SOURCE DOCUMENT.
+ + + + +
December 15, 2015

The U.S. veterinary profession continues to see economic growth along with the rest of the economy. The positive news was delivered at the AVMA Economic Summit this October when Association and independent economists described a profession whose economic health is improving and for which job satisfaction is generally unrelated to income.


The American Veterinary Medical Foundation held its annual Our Oath in Action program to provide members of the veterinary profession the opportunity to give back to their communities outside the walls of the veterinary hospital.


Dr. Tracy Wales described overwhelming support from friends and strangers who helped her reopen her clinic destroyed in early-October floods in South Carolina connected with Hurricane Joaquin. And Dr. Boyd H. Parr said government agencies, nonprofit organizations, and universities have helped save animals from floodwater and starvation following the destruction. Areas around Columbia, South Carolina, received more than 20 inches of rainfall in two days.


Federal animal disease authorities will expect farms to meet certain disease control criteria, verified by certification and audits. Dr. T.J. Myers, associate deputy administrator for Veterinary Services in the Department of Agriculture’s Animal and Plant Health Inspection Service, said that owners of farms affected by outbreaks, such as the 2015 outbreak with highly pathogenic avian influenza, also will need to certify they are taking steps to prevent similar incursions.


The North American Veterinary Community has established the Veterinary Innovation Council, an association that will focus on initiatives such as enhancing the value of veterinary technicians and telemedicine standards. The NAVC also launched its Industry Services Division to offer association management, strategic planning, and conference management.
+ + + + +
ENTRIES PROVIDED.

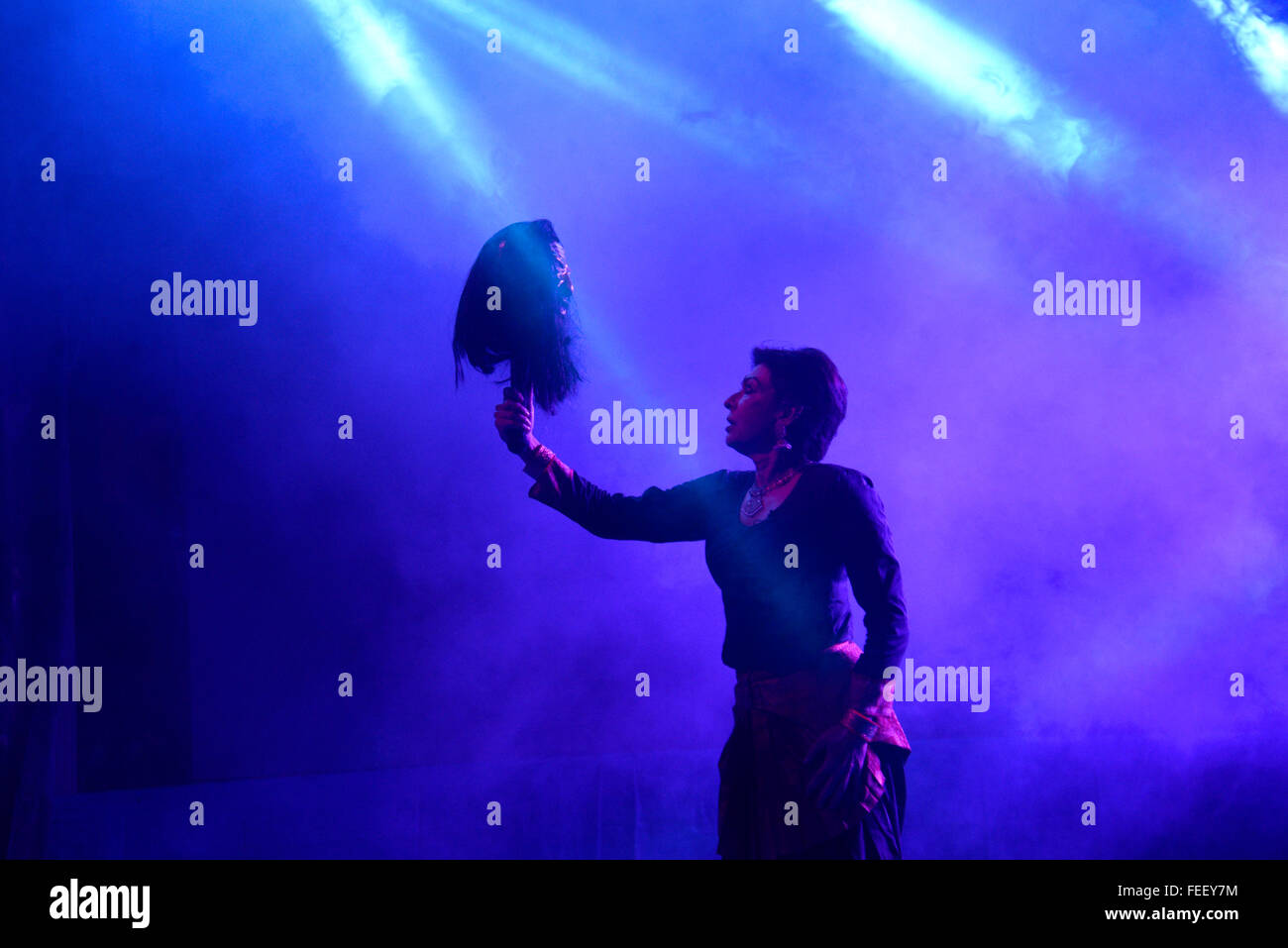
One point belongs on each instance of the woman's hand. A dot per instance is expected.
(514, 423)
(836, 762)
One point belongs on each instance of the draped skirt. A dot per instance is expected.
(765, 811)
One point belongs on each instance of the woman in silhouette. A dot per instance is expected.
(814, 766)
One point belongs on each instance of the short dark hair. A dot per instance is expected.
(806, 377)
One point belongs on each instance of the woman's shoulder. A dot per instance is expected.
(848, 478)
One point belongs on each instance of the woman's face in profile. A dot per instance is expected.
(751, 414)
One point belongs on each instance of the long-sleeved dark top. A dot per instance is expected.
(784, 579)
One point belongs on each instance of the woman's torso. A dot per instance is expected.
(782, 579)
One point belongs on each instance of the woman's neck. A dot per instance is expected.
(772, 466)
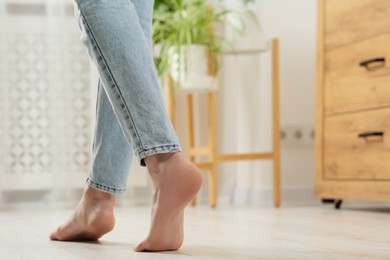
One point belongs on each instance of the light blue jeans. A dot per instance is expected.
(131, 114)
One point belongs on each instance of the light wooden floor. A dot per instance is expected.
(222, 233)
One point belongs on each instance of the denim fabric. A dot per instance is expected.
(131, 114)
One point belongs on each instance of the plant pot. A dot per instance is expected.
(190, 70)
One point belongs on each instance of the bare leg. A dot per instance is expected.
(176, 182)
(92, 218)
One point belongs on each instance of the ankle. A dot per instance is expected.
(158, 162)
(97, 195)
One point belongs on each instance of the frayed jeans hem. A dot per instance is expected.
(170, 148)
(105, 188)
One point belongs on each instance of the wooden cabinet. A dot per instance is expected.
(353, 100)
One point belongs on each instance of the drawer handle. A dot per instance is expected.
(368, 134)
(366, 63)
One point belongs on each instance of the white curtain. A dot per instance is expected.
(46, 99)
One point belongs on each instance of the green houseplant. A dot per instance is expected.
(185, 30)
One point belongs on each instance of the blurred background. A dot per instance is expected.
(47, 105)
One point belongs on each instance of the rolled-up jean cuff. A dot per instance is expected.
(105, 188)
(168, 148)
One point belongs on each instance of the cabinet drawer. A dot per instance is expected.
(349, 21)
(348, 156)
(350, 86)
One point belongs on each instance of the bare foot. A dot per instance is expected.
(176, 182)
(92, 218)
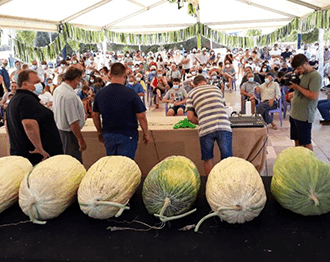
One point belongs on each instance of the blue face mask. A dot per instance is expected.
(39, 88)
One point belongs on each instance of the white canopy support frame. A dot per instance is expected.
(108, 26)
(84, 11)
(266, 8)
(2, 2)
(302, 3)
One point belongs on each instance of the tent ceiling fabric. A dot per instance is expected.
(146, 16)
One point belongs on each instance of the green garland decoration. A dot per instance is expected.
(317, 19)
(191, 9)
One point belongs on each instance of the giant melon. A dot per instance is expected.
(171, 187)
(50, 187)
(235, 191)
(12, 171)
(301, 182)
(107, 186)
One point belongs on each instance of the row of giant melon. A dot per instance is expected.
(234, 188)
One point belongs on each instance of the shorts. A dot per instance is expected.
(301, 131)
(224, 141)
(176, 108)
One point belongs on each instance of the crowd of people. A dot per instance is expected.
(73, 89)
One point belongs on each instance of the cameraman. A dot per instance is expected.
(304, 102)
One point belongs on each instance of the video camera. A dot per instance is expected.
(288, 79)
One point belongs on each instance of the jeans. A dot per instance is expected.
(324, 107)
(264, 108)
(224, 140)
(118, 144)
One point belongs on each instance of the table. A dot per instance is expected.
(248, 143)
(275, 235)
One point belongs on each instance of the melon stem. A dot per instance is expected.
(204, 218)
(167, 202)
(165, 219)
(216, 213)
(315, 199)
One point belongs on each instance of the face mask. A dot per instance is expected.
(39, 88)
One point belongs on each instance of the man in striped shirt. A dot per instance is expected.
(206, 107)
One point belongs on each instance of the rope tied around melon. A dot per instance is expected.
(217, 213)
(122, 207)
(164, 219)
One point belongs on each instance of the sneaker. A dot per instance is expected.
(325, 122)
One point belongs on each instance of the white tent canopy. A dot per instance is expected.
(149, 16)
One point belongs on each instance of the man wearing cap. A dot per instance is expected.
(304, 102)
(121, 109)
(269, 95)
(203, 57)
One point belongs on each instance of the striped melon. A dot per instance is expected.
(171, 188)
(235, 191)
(301, 182)
(12, 171)
(107, 186)
(50, 187)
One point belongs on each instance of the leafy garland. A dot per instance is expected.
(317, 19)
(193, 6)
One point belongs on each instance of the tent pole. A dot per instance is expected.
(199, 37)
(320, 52)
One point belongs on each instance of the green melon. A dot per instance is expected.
(301, 182)
(171, 187)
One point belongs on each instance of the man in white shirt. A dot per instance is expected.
(203, 57)
(69, 113)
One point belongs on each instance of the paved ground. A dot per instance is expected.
(279, 139)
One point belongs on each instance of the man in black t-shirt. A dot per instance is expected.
(31, 127)
(121, 109)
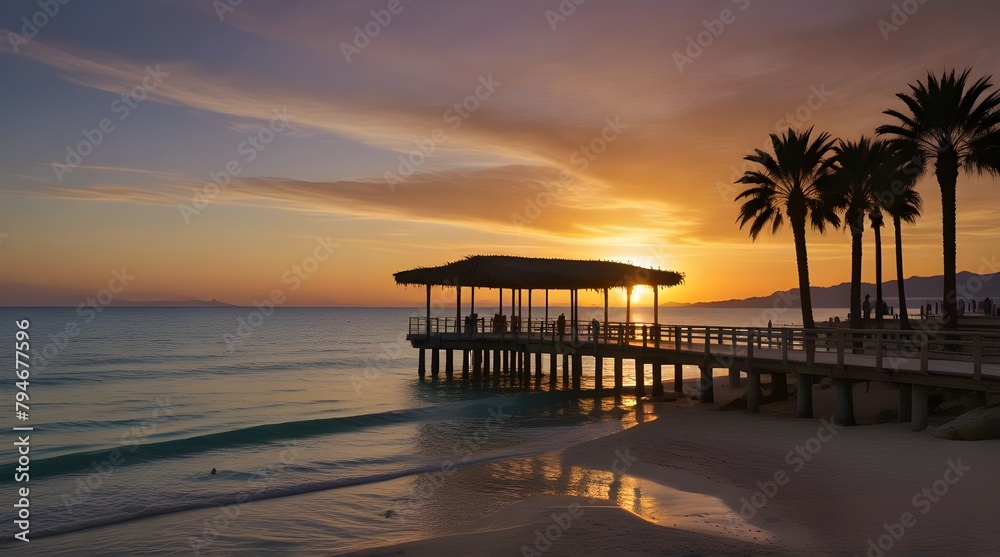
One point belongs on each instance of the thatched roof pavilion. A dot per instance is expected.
(532, 273)
(504, 271)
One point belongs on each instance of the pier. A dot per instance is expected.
(526, 351)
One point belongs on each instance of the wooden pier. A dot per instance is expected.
(511, 349)
(913, 361)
+ + + + +
According to the veterinary news roundup, how much rain did areas around Columbia, South Carolina, receive? The records have no connection to the text.

ANSWER SPACE. More than 20 inches of rainfall in two days.